- **WHAT TO WORK ON**: Which lines in the records below contain the string "measured"? Extract each of those lines in full, matching case exactly.

··· DATA EXTRACT ···

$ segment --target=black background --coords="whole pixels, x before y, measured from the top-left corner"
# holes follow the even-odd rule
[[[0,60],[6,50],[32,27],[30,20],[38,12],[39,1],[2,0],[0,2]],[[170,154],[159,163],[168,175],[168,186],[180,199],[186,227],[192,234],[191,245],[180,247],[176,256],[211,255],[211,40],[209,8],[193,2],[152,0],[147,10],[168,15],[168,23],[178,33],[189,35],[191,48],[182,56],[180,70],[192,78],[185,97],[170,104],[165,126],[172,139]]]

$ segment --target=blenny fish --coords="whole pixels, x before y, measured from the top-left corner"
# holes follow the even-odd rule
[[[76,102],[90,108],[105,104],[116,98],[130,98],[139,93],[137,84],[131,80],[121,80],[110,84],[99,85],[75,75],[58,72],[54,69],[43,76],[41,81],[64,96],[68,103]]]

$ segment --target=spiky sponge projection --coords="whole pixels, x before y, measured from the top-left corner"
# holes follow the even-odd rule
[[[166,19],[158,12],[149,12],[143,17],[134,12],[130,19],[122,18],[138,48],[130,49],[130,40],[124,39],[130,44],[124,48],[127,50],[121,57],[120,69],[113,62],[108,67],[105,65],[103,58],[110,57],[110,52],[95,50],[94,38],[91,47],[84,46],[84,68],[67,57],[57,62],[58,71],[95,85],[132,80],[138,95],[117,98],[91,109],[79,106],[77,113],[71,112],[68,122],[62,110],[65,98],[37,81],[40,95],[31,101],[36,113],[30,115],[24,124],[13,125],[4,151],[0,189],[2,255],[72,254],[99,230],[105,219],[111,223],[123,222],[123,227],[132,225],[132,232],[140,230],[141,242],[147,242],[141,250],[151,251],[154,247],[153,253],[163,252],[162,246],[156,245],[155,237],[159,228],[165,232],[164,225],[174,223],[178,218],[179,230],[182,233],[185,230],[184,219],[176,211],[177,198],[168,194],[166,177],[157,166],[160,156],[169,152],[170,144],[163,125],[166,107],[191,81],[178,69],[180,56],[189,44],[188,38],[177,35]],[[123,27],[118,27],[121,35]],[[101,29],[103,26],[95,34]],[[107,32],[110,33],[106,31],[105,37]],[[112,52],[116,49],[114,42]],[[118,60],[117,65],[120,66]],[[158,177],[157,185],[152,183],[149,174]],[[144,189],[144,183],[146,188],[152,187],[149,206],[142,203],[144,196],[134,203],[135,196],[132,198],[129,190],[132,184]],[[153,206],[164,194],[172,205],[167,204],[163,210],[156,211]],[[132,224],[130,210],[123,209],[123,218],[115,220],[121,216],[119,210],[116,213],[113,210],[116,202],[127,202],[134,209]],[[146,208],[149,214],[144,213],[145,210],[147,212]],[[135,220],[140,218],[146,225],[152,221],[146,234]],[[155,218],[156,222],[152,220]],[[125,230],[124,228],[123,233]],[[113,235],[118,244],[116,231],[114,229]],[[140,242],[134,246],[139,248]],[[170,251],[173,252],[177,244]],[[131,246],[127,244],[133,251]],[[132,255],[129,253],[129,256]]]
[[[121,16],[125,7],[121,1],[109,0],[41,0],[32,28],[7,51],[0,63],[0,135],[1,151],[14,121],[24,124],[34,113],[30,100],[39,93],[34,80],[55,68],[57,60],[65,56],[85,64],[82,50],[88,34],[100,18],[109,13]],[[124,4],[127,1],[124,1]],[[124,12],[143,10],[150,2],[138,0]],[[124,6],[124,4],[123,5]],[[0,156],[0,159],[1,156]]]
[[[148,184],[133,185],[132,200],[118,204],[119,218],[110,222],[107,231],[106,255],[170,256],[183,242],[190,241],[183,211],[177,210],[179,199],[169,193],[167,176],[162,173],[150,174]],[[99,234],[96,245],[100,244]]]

···
··· DATA EXTRACT ···

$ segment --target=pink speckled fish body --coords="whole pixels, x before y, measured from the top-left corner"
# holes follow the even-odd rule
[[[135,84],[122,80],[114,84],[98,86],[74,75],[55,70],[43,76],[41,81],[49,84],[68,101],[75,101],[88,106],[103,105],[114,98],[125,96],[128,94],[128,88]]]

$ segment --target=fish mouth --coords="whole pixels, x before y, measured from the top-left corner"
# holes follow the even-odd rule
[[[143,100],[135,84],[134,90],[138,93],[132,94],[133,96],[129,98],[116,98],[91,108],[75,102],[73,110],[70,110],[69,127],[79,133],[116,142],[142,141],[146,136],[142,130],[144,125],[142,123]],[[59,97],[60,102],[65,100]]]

···

- **OUTPUT**:
$ segment --target=black background --coords="whole pixels, x before y, measured from the top-left corner"
$ segment --target=blenny fish --coords="whole pixels, x before y, measured from the top-left corner"
$ segment --target=spiky sponge projection --coords="whole pixels, x before y, measured from the top-left corner"
$ segment --target=pink speckled fish body --coords="whole pixels, x before y, measured from the top-left corner"
$ segment --target=fish mouth --coords="whole pixels, x before y, measured from the top-left corner"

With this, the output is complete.